*WHAT YOU HAVE TO DO:* Make an exact copy of the records below, excluding images.

*ENTRIES PROVIDED:*
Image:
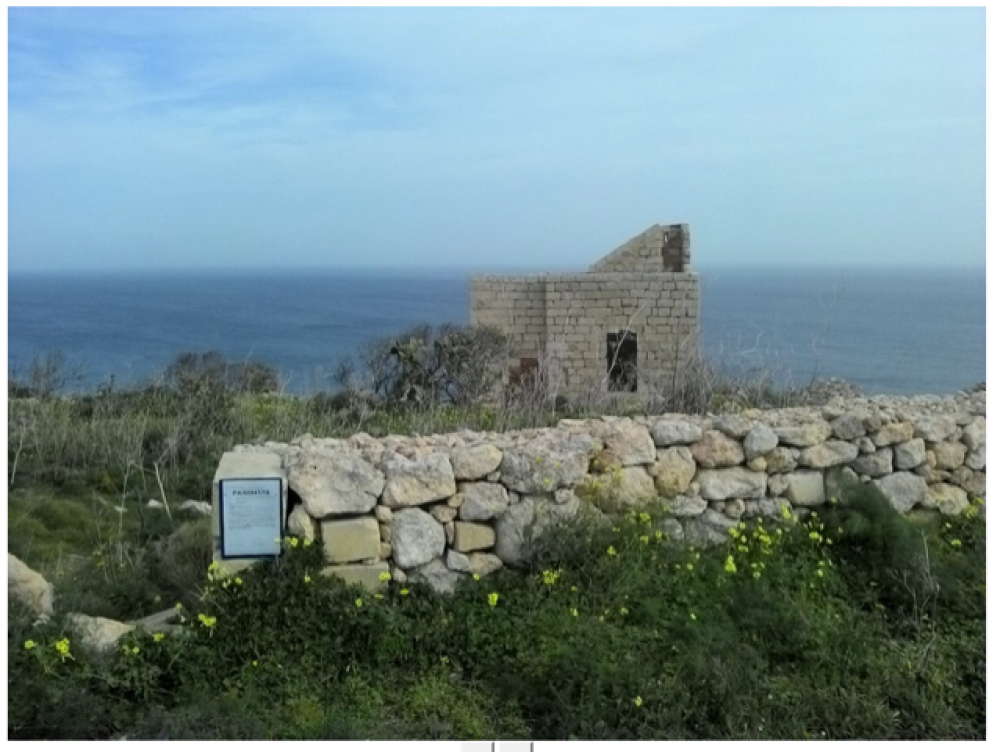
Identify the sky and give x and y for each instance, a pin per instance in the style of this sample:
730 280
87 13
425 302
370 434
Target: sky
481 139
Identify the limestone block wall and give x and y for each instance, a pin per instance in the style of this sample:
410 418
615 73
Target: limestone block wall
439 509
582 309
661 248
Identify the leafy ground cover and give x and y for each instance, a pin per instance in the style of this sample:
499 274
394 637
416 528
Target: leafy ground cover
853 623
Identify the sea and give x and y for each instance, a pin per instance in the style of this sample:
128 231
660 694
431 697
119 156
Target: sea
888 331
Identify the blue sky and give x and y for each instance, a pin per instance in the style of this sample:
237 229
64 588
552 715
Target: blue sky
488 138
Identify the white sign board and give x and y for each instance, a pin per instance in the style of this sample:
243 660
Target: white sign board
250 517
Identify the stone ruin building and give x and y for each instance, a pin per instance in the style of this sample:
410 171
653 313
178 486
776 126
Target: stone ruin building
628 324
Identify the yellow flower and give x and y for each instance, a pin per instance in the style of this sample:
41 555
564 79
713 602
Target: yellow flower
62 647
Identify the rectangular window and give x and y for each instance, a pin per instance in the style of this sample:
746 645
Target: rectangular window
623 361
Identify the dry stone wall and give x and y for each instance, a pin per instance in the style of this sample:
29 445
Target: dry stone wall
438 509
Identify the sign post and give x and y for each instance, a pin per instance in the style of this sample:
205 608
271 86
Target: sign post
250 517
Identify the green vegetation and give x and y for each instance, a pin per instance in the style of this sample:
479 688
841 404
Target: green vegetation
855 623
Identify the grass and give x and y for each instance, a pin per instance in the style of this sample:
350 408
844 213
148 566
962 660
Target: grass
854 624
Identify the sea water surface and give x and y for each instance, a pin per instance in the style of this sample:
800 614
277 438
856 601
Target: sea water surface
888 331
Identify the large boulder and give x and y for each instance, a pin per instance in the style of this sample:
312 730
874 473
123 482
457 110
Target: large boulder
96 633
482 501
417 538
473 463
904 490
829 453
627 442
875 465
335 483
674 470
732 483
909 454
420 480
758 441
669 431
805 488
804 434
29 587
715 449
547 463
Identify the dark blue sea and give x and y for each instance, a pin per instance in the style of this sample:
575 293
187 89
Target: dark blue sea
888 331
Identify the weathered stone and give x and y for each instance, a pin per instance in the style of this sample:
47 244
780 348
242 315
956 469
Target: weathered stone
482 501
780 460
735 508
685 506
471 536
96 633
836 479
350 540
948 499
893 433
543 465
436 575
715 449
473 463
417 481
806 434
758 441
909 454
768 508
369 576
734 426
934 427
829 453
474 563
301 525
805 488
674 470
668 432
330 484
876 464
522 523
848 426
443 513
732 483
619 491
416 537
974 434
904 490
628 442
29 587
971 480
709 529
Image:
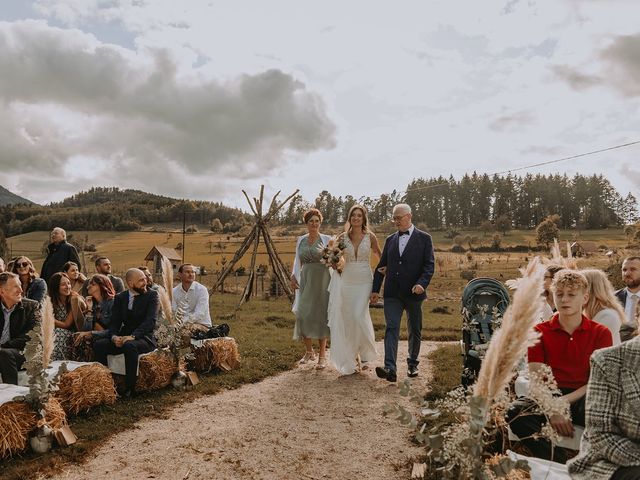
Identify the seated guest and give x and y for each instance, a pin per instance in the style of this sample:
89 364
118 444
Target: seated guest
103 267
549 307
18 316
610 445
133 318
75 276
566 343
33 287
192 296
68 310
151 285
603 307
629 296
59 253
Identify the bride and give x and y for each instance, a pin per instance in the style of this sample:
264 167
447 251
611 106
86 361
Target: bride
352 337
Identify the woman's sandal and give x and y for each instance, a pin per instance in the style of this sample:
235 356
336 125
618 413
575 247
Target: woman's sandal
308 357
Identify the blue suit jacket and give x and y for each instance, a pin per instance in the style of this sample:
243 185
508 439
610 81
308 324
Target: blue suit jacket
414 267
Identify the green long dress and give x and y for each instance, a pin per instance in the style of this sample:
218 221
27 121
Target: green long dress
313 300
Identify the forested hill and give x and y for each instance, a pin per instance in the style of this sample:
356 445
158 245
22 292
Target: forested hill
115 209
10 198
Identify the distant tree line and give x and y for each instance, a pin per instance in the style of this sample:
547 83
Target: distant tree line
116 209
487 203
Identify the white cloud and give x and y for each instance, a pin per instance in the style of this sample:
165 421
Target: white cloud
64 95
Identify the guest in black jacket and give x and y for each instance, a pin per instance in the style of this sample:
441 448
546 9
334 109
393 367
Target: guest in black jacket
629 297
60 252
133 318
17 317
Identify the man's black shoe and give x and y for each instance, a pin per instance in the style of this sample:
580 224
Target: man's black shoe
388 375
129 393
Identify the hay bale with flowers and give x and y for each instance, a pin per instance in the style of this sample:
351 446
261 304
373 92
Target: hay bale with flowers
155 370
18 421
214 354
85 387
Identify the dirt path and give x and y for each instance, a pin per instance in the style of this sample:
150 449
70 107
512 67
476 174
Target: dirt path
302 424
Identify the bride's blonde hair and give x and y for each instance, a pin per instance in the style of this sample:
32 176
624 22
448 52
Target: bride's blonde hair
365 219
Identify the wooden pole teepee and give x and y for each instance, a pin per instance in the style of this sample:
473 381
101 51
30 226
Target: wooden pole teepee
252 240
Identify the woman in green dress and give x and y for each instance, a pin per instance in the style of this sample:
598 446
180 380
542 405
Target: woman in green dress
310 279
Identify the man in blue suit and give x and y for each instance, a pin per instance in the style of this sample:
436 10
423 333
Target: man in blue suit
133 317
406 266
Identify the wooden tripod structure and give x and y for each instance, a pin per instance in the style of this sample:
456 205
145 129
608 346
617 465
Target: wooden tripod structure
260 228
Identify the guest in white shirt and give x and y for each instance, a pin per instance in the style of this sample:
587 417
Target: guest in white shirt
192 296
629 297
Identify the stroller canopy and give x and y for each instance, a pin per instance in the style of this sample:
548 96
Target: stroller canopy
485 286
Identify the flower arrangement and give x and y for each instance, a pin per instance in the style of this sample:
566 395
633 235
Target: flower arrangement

*EXERCISE ANSWER:*
Image:
Identify the sky and give x and y for each instance, a pin per instance in the style of this sample:
730 280
87 13
425 302
370 434
Target: sky
481 139
Identify the limestone block wall and give x and y for each instance, a pin per instance in the style of this sample:
410 418
615 73
Target: limestone block wall
439 509
582 309
661 248
Identify the leafy ground cover and give x and y for each instance, a pin per instance in the style of this sample:
499 274
394 637
416 528
Target: leafy ground cover
853 623
Identify the sea and give x and y for each instance, a pin per instance in the style of this sample:
128 231
660 694
431 697
119 156
Target: sea
888 331
Identify the blue sky and give x and y for each instance, a pin per instance in the style of this sample:
237 229
64 588
552 715
Target: blue sky
488 138
Identify the white sign board and give x and y for each instance, a pin per instance in the style of this sample:
243 660
Target: white sign board
250 517
Identify the stone ruin building and give x and y for each instance, a pin per instance in the style of this sample:
410 171
653 313
178 486
776 126
Target: stone ruin building
628 324
Identify the yellow flower and give x and y for each instance, a pin per instance in the style of this sample:
41 555
564 79
713 602
Target: yellow flower
62 647
Identify the rectangular window and give x and y for each instance, a pin per instance in the style of this sample:
746 645
Target: rectangular window
623 361
Identify the dry stone wall and give x and y for each instance, a pin per instance in the style of this sample:
29 445
Target: dry stone wall
438 509
Identify the sign post and give x and y for each instance, a pin per instance in the style of this sample:
205 608
271 86
Target: sign post
250 517
Identify the green vegetation and give x and y for each instance, a pin per instance in the style of this sample:
479 688
841 404
Target: green vegetation
855 623
Identify the grass and give x and y for each instance, a pin per instance in the style of this sample:
350 408
844 213
148 566
962 660
Target: grass
854 624
Identify the sea water surface and give x and y for each instance, a pin per instance in the style of this sample:
800 614
277 438
856 601
Target: sea water surface
888 331
Identify the large boulder and give x and y for each instance, a pin per instance in the style of this sample:
312 730
874 473
123 482
457 110
Target: large boulder
96 633
482 501
417 538
473 463
904 490
829 453
627 442
875 465
335 483
674 470
732 483
909 454
420 480
758 441
669 431
805 488
804 434
29 587
715 449
547 463
Identify the dark blue sea and give x and y for each instance, a pin per instance in the style of this sample:
575 293
187 89
Target: dark blue sea
888 331
Identify the weathered stone and give x and y for each instance, a pin per instance in the style of this sample:
47 244
780 348
242 315
956 469
Target: weathered stone
482 501
780 460
735 508
685 506
471 536
96 633
836 479
350 540
948 499
893 433
543 465
436 575
715 449
473 463
417 481
806 434
758 441
909 454
768 508
369 576
734 426
934 427
829 453
474 563
301 525
805 488
674 470
668 432
330 484
876 464
522 523
848 426
443 513
732 483
619 491
416 537
974 434
904 490
628 442
29 587
971 480
709 529
Image:
Identify the seated guest and give x and y for each instance, a pin per instance in the style of this sample:
89 364
118 444
Target: seated guest
103 267
549 307
18 316
610 445
133 318
75 276
566 343
33 287
192 296
68 310
151 285
603 307
629 296
59 253
Identify the bride and give x and y for each instance, a pin per instance in the style of this sample:
264 167
447 251
611 106
86 361
Target: bride
352 337
Identify the woman's sandal and give x and y for each instance, a pin per instance in the style of this sample:
235 356
336 125
618 413
575 247
Target: woman's sandal
308 357
Identify the blue suit jacket and give x and y for each instance, a pin per instance in the style of this sample:
243 185
508 439
610 81
308 324
Target: blue suit jacket
414 267
Identify the green long dress and give x and y for each instance, a pin per instance in the style of this sample:
218 221
27 121
Target: green long dress
313 300
Identify the forested hill and give x and y for each instance, a pin per instance in the style of this sample:
356 445
158 245
22 292
Target: forested hill
115 209
10 198
Identify the distant tree line and give x and y for each instance, a pin per instance in the style of this sample:
547 83
Target: distant tree line
116 209
487 203
Identify the white cloud and give x and y for each instance, a pin per instance in the style of this sample:
165 421
Target: white cloud
64 95
Identify the guest in black jacket and give x and y for each instance, a pin per instance in the style of this sample:
441 448
546 9
334 109
393 367
Target: guest in black jacket
629 297
60 252
133 318
17 317
Identify the man's black shoe and give x and y for each instance, a pin per instance in the style of this sample:
580 224
Target: man's black shoe
388 375
129 393
Identify the hay bale with flowers and give x and y for each instance, a pin per instance in the style of this sample:
351 446
261 304
373 92
Target: hay bale with flowers
155 370
18 421
214 354
85 387
Identify the dirt path and give x and y for each instance, a pin per instance in the style of this sample:
150 449
70 107
512 67
476 174
Target: dirt path
302 424
Identify the bride's blonde hair and give x and y for each instance, a pin per instance in the style of this sample:
32 176
624 22
448 52
Target: bride's blonde hair
365 219
Identify the wooden pole teepee and give x and y for each instance, a pin per instance in the style of this sample:
473 381
101 51
30 226
Target: wooden pole teepee
252 240
Identify the woman in green dress and give x and y for each instance, a pin per instance in the style of this sample:
598 446
180 380
542 405
Target: woman in green dress
310 279
Identify the man in blue suit and give x and y for each instance, a pin per instance in the style of this sample:
436 10
423 333
Target: man in blue suit
133 317
406 266
Identify the wooden tripod structure and give x and y for each instance, a pin per instance in the style of this sample:
456 205
145 129
608 346
617 465
Target: wooden tripod structure
260 228
Identify the guest in white shirt and give x and y for each instance, a pin per instance in the style of this sample:
587 417
Target: guest in white shirt
192 296
629 297
Identify the stroller canopy and give x and y for each instance, a pin per instance in the style of this sample:
548 96
Target: stroller canopy
485 286
Identify the flower arrangement and give x and y for each instance, a pin per instance in the style of this sample:
566 395
633 235
Target: flower arrangement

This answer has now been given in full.